October 12, 2010

Grasping Concepts

Adopting a hearing impaired child has brought so many new learning experiences into our family.

Okay, when I read that, I want to yell, "THAT IS AN UNDERSTATEMENT!"

Our world was ROCKED when we brought Candie home. In a good way. Hard, but GOOD way. More importantly, HER world was turned upside down.

I like to think I am well prepared when adopting a child. And then every time we've adopted, I realize that there is no preparation like actually living the experience. Really. Does that make sense?

Before adopting Candie, we learned sign language. We made flash cards so we could communicate with her. We read up on how to teach a hearing impaired child. But other than that, we had no experience with that special need. What. So. Ever. We just knew she was our daughter, and whatever challenges we faced we would do our best with God's help to get through them.

I had no idea that hearing impaired children, especially ones adopted at a later age, especially from a different culture/language, would take a really really really long time to learn our language. In my perfect little world, Candie would pick up on things really quickly, be a little sponge like all the other older adopted children I had read about, and be speaking great within a year. I thought after she received her BAHA (bone anchored hearing-aid), which put her hearing within normal limits, that she would just start picking up the language like our toddlers had learned. I didn't realize that your birth age and your hearing age were two totally different concepts. That even though you're 8, if you've only had your hearing aid 6 mos., then that is your "hearing age". So you're language matches that of a six month old. I didn't know hearing impaired children don't hear the "little" words we speak, like a, the, and, it, and so on.

I didn't realize how long it would take for her to understand concepts that I never really had to teach my other children. Today she was shocked when I told her that the leaves will grow back in the spring. I thought she would already know that. I was wrong.

Everything, every little thing, must be taught to Candie. And re-taught. And taught again.

She's been home with us two years now. And she's ten years old.

When my step-father passed away a couple of weeks ago, I had a very hard time explaining to her the concept of death and dying. Concepts. Those are hard. Like Heaven. And God.

And if I remember that her hearing age is only 18 months old, then of course that makes sense. What 18 month old could grasp those concepts?
- - -
▶ [Exercise 1]:
Please render the entries as a JSON list of strings, one string per line with blank lines left out, covering everything from the line containing "Q: Where is a point on each instance of the ceiling" down to the last line of the entries.
The blog post and the entries are separate material.
- - -
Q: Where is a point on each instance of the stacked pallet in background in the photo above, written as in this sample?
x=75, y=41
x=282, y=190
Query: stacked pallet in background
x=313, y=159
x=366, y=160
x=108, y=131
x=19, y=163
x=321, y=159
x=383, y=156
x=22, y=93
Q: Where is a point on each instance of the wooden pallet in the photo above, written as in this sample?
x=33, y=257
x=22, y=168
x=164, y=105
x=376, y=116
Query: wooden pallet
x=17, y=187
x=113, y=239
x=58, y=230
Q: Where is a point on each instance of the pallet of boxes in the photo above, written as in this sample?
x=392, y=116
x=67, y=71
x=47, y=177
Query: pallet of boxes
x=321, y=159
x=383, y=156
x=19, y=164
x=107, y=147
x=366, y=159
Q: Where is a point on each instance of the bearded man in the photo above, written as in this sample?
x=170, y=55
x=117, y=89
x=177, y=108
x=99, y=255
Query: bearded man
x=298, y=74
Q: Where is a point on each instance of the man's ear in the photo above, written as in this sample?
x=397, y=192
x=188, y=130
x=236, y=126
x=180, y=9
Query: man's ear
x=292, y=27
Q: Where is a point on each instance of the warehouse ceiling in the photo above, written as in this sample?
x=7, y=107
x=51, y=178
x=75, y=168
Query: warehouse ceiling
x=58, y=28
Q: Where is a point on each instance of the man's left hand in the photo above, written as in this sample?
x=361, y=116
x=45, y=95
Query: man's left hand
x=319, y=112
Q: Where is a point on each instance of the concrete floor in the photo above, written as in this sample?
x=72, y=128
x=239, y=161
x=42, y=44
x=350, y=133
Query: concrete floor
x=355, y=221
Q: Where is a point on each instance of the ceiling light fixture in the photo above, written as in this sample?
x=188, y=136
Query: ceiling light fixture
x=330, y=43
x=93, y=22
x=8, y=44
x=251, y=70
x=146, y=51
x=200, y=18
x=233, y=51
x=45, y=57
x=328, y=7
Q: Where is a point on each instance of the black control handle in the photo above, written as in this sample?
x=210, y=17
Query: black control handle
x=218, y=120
- - -
▶ [Exercise 2]:
Decide whether each statement agrees with the blog post, answering yes or no and quoting the words that decide it: (a) Candie had been home with the family for two years and was ten years old. (b) The family learned sign language only after Candie came home. (c) Her BAHA put Candie's hearing within normal limits.

▶ [Written solution 1]:
[
  "Q: Where is a point on each instance of the ceiling light fixture in the photo above, written as in this sample?",
  "x=188, y=136",
  "Query: ceiling light fixture",
  "x=330, y=43",
  "x=93, y=22",
  "x=8, y=44",
  "x=251, y=70",
  "x=146, y=51",
  "x=200, y=18",
  "x=233, y=51",
  "x=45, y=57",
  "x=328, y=7",
  "Q: Where is a point on each instance of the black control handle in the photo above, written as in this sample?",
  "x=210, y=17",
  "Query: black control handle",
  "x=218, y=120"
]

▶ [Written solution 2]:
(a) Yes: "She's been home with us two years now. And she's ten years old."
(b) No: "Before adopting Candie, we learned sign language."
(c) Yes: "which put her hearing within normal limits"